(Referring expression pointing data)
-- Opening Marker --
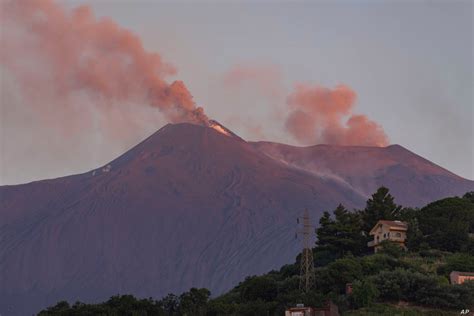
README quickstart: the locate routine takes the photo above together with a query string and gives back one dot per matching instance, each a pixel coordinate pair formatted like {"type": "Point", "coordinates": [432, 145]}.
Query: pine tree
{"type": "Point", "coordinates": [380, 206]}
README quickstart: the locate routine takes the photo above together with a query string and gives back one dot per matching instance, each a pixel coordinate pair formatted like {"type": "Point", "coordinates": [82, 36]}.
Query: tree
{"type": "Point", "coordinates": [194, 302]}
{"type": "Point", "coordinates": [259, 288]}
{"type": "Point", "coordinates": [380, 206]}
{"type": "Point", "coordinates": [469, 196]}
{"type": "Point", "coordinates": [447, 223]}
{"type": "Point", "coordinates": [341, 235]}
{"type": "Point", "coordinates": [170, 304]}
{"type": "Point", "coordinates": [364, 293]}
-- Closing Marker --
Please show each line in the records above that contains "with".

Answer to the exercise —
README quickstart: the locate routine takes the photo above together with a query string and gives back one dot per matching instance, each a pixel coordinate pair formatted like {"type": "Point", "coordinates": [432, 145]}.
README quickstart: the locate routine takes the photo above together with a query string and gives back one dot per matching instance, each a pixel coordinate pair formatted like {"type": "Point", "coordinates": [82, 36]}.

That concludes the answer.